(Description of the task): Rewrite every line of the entries below as a single numbered list, leaving out the blank lines.

(Task inputs):
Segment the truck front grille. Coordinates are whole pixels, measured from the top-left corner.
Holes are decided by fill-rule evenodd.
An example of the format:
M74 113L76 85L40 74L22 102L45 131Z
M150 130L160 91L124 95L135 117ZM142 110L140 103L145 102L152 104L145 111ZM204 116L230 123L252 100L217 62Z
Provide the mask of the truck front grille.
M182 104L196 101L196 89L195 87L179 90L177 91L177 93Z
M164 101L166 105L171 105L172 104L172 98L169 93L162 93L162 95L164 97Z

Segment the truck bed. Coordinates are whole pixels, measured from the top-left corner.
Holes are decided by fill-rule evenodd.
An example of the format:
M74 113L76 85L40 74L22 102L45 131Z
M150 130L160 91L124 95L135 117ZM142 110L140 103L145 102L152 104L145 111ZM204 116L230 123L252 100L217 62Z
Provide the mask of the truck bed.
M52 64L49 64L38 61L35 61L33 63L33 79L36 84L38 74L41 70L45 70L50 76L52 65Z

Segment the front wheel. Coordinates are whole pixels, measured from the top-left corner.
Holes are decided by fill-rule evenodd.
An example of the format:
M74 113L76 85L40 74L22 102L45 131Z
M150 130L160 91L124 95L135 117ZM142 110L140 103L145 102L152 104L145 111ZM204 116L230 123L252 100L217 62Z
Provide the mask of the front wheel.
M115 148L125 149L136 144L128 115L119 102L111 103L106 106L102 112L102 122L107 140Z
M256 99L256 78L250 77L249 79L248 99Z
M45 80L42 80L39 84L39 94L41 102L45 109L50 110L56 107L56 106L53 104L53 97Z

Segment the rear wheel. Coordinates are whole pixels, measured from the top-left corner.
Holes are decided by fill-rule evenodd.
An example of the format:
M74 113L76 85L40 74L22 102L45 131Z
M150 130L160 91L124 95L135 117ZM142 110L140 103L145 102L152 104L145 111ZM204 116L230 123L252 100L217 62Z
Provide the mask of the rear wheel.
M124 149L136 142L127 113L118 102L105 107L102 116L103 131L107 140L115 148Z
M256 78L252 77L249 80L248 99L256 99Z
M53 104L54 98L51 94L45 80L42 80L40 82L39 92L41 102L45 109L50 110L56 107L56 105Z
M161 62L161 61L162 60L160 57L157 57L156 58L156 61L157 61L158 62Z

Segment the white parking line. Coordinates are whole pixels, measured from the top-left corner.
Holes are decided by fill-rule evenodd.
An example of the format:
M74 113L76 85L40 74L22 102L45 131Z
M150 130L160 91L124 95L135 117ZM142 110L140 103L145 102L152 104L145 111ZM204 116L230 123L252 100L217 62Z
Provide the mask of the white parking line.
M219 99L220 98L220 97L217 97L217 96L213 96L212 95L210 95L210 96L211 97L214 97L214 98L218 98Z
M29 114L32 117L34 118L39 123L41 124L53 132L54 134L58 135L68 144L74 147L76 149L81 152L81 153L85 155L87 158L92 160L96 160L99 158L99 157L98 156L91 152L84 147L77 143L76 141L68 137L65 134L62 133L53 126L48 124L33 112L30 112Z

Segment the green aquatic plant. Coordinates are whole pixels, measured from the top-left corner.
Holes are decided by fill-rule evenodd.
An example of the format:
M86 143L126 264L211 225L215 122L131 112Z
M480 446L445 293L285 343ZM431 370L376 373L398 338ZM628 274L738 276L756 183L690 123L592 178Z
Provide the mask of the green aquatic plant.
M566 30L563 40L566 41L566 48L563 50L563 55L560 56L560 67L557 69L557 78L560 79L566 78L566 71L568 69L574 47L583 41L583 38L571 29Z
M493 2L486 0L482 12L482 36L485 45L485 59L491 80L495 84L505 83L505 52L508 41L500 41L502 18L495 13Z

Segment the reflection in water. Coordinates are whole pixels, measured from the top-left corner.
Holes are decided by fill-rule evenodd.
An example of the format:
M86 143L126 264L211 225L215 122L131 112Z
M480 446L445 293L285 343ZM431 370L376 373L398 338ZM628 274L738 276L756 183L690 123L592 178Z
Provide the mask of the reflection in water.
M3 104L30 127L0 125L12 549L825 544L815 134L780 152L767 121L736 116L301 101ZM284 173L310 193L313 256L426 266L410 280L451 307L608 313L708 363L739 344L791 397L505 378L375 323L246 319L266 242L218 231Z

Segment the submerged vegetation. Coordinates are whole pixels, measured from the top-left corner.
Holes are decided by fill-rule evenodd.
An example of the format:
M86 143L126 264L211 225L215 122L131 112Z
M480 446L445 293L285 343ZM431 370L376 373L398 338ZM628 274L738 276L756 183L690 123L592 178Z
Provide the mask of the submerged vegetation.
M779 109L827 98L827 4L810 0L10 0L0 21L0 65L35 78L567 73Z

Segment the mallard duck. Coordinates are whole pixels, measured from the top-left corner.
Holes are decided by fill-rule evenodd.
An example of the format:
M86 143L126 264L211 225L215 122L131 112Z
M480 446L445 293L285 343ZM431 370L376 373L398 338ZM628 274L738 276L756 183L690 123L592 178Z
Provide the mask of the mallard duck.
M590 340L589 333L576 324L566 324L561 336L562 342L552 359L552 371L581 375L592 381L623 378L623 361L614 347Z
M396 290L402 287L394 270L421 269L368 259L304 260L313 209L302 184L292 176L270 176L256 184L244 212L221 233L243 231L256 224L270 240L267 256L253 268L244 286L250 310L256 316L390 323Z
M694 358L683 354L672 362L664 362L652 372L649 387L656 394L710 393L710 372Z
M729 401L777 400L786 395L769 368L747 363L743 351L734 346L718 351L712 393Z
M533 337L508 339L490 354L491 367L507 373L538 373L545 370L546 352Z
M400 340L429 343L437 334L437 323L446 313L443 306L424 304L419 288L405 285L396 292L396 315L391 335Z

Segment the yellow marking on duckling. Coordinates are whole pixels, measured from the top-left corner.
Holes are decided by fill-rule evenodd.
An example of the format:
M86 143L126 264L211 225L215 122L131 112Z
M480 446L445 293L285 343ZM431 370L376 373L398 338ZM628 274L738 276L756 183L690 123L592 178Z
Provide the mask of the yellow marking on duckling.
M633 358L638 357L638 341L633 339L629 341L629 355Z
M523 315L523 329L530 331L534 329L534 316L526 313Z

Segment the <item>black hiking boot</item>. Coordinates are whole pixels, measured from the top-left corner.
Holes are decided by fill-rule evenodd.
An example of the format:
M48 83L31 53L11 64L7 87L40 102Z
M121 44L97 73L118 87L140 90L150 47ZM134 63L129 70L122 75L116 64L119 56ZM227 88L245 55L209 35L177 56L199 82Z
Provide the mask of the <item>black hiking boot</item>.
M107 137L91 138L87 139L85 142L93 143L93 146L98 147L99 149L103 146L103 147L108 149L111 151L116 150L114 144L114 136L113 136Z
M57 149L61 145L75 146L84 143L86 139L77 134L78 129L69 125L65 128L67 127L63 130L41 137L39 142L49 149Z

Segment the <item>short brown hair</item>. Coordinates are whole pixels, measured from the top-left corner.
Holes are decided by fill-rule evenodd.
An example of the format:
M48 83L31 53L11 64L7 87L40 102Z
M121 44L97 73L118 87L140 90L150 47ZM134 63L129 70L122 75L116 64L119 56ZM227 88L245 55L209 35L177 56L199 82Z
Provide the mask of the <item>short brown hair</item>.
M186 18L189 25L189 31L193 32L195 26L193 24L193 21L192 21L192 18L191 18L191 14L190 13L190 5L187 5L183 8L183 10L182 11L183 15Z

(Response to the task):
1. Segment the truck front grille. Coordinates are whole pixels, measured from the top-left corner.
2. Holes are decided by fill-rule evenodd.
3. An example of the format:
4. M74 113L76 85L40 74L22 102L45 131Z
5. M150 130L160 91L124 95L135 117ZM142 110L140 103L145 102L152 104L145 111ZM204 116L230 123L252 100L217 62Z
6. Provide the mask of the truck front grille.
7. M182 104L196 101L196 89L195 87L179 90L177 91L177 93Z
8. M164 101L166 105L171 105L172 104L172 98L169 93L162 93L162 95L164 97Z
9. Segment the truck bed. Coordinates are whole pixels, measured from the top-left corner.
10. Holes are decided by fill-rule evenodd.
11. An example of the format:
12. M74 113L76 85L40 74L22 102L45 131Z
13. M150 130L160 91L124 95L135 117ZM142 110L140 103L145 102L152 104L145 111ZM204 116L230 123L252 100L217 62Z
14. Provide the mask of the truck bed.
15. M52 64L49 64L38 61L35 61L33 63L33 79L36 84L38 74L41 70L45 70L50 76L52 65Z
16. Segment the front wheel. Coordinates are whole pixels, measured from the top-left corner.
17. Holes are decided by fill-rule evenodd.
18. An example of the format:
19. M74 113L76 85L40 74L22 102L45 131Z
20. M150 130L160 91L124 95L135 117ZM142 110L140 103L145 102L152 104L145 111ZM204 116L230 123L252 100L217 62Z
21. Provide the mask of the front wheel.
22. M115 148L125 149L136 144L128 115L119 102L111 103L106 106L102 112L102 122L107 140Z
23. M256 99L256 78L250 77L249 79L248 99Z
24. M45 80L42 80L39 84L39 94L41 102L45 109L50 110L56 107L56 106L53 104L53 97Z
25. Segment the rear wheel. Coordinates are whole pixels, measured from the top-left corner.
26. Holes are decided by fill-rule evenodd.
27. An example of the format:
28. M74 113L76 85L40 74L22 102L45 131Z
29. M150 130L160 91L124 95L135 117ZM142 110L140 103L145 102L152 104L145 111ZM204 116L230 123L252 100L217 62Z
30. Provide the mask of the rear wheel.
31. M124 149L136 142L127 113L118 102L105 107L102 116L103 131L107 140L115 148Z
32. M256 78L252 77L249 80L248 99L256 99Z
33. M53 104L54 98L51 94L45 80L42 80L40 82L39 92L41 102L45 109L50 110L56 107L56 105Z
34. M161 62L161 61L162 60L160 57L157 57L156 58L156 61L157 61L158 62Z
35. Segment the white parking line. Coordinates are whole pixels, measured from the top-left corner.
36. Holes are decided by fill-rule evenodd.
37. An example of the format:
38. M74 113L76 85L40 74L22 102L45 131Z
39. M150 130L160 91L124 95L135 117ZM142 110L140 103L145 102L152 104L145 111ZM204 116L230 123L252 100L217 62Z
40. Provide the mask of the white parking line.
41. M219 99L220 98L220 97L217 97L217 96L213 96L212 95L210 95L210 96L211 97L214 97L214 98L218 98Z
42. M29 114L32 117L34 118L39 123L41 124L53 132L54 134L58 135L68 144L74 147L76 149L81 152L81 153L85 155L87 158L92 160L96 160L99 158L99 157L98 156L91 152L84 147L77 143L76 141L68 137L65 134L62 133L53 126L48 124L33 112L30 112Z
43. Segment the green aquatic plant. Coordinates are whole pixels, measured from the top-left corner.
44. Holes are decided by fill-rule evenodd.
45. An example of the format:
46. M86 143L126 264L211 225L215 122L131 112Z
47. M480 446L445 293L285 343ZM431 370L376 373L398 338ZM628 274L738 276L756 183L690 123L592 178Z
48. Provide the mask of the green aquatic plant.
49. M566 30L563 40L566 41L566 48L563 50L563 55L560 56L560 67L557 69L557 78L560 79L566 78L566 71L568 69L574 47L583 41L583 38L571 29Z
50. M493 2L486 0L482 12L482 36L485 45L485 59L491 80L495 84L505 83L505 52L508 41L500 41L502 18L495 13Z
51. Segment the reflection in water. Coordinates are whole pixels, measured from the top-left corner.
52. Holes are decided by fill-rule evenodd.
53. An example of the format:
54. M86 143L126 264L211 225L215 122L131 112Z
55. M480 446L445 293L285 343ZM431 370L376 373L398 338ZM628 274L738 276L756 183L690 123L592 178Z
56. Provide the mask of the reflection in water.
57. M3 104L30 127L0 125L12 549L825 544L815 134L780 152L767 121L736 116L301 101ZM284 173L310 193L313 256L426 266L410 280L451 307L608 313L708 363L739 344L791 397L505 378L375 323L246 319L266 242L218 231Z
58. Segment the submerged vegetation. Coordinates are whole pixels, measured from the top-left corner.
59. Holes are decided by fill-rule evenodd.
60. An example of the format:
61. M86 143L126 264L211 225L215 122L131 112Z
62. M480 446L445 293L285 343ZM431 370L376 373L398 338ZM628 274L738 276L756 183L690 123L592 178Z
63. Provide the mask of the submerged vegetation.
64. M779 109L827 98L827 4L810 0L10 0L0 21L0 65L35 78L567 73Z
65. Segment the mallard duck. Coordinates are whole pixels, measured from the top-left corner.
66. Holes are decided by fill-rule evenodd.
67. An example of the format:
68. M86 143L126 264L211 225L215 122L131 112Z
69. M480 446L445 293L285 343ZM431 370L376 373L398 338ZM628 274L738 276L756 183L690 123L592 178Z
70. Provide the mask of the mallard duck.
71. M590 340L589 333L576 324L566 324L561 336L562 342L552 359L552 371L581 375L592 381L623 378L623 361L614 347Z
72. M396 290L402 287L394 270L421 269L368 259L304 260L313 209L302 184L292 176L270 176L256 184L244 212L221 233L243 231L256 224L270 240L267 256L253 268L244 286L250 310L256 316L390 323Z
73. M694 358L683 354L672 362L664 362L652 372L649 387L656 394L710 393L710 372Z
74. M729 401L777 400L786 395L769 368L747 363L743 351L734 346L718 351L712 393Z
75. M533 337L508 339L490 354L491 367L507 373L538 373L545 370L546 352Z
76. M400 340L429 343L437 334L437 323L446 313L443 306L424 304L419 288L405 285L396 292L396 315L391 335Z
77. Segment the yellow marking on duckling. Coordinates are whole pixels, measured from the top-left corner.
78. Holes are decided by fill-rule evenodd.
79. An example of the format:
80. M86 143L126 264L211 225L215 122L131 112Z
81. M480 446L445 293L285 343ZM431 370L376 373L398 338ZM628 274L738 276L756 183L690 123L592 178Z
82. Provide the mask of the yellow marking on duckling.
83. M633 358L638 357L638 341L633 339L629 341L629 355Z
84. M523 315L523 329L530 331L534 329L534 316L526 313Z
85. Segment the <item>black hiking boot</item>. Coordinates are whole pixels, measured from the top-left corner.
86. Holes are decided by fill-rule evenodd.
87. An example of the format:
88. M48 83L31 53L11 64L7 87L40 102Z
89. M121 44L97 73L118 87L140 90L150 47ZM134 63L129 70L122 75L116 64L119 56ZM227 88L245 55L209 35L177 56L199 82Z
90. Provide the mask of the <item>black hiking boot</item>.
91. M107 137L91 138L87 139L85 142L93 143L93 146L98 147L99 149L103 146L103 147L108 149L111 151L116 150L114 144L114 136L113 136Z
92. M57 149L61 145L75 146L84 143L86 139L77 134L78 129L69 125L65 128L67 127L63 130L41 137L39 142L49 149Z
93. Segment the <item>short brown hair</item>. Coordinates are whole pixels, measured from the top-left corner.
94. Holes are decided by fill-rule evenodd.
95. An example of the format:
96. M48 83L31 53L11 64L7 87L40 102Z
97. M121 44L97 73L118 87L140 90L150 47ZM134 63L129 70L122 75L116 64L119 56ZM227 88L245 55L209 35L177 56L199 82Z
98. Provide the mask of the <item>short brown hair</item>.
99. M186 18L189 25L189 31L193 32L195 26L193 24L193 21L192 21L192 18L191 18L191 14L190 13L190 5L187 5L183 8L183 10L182 11L183 15Z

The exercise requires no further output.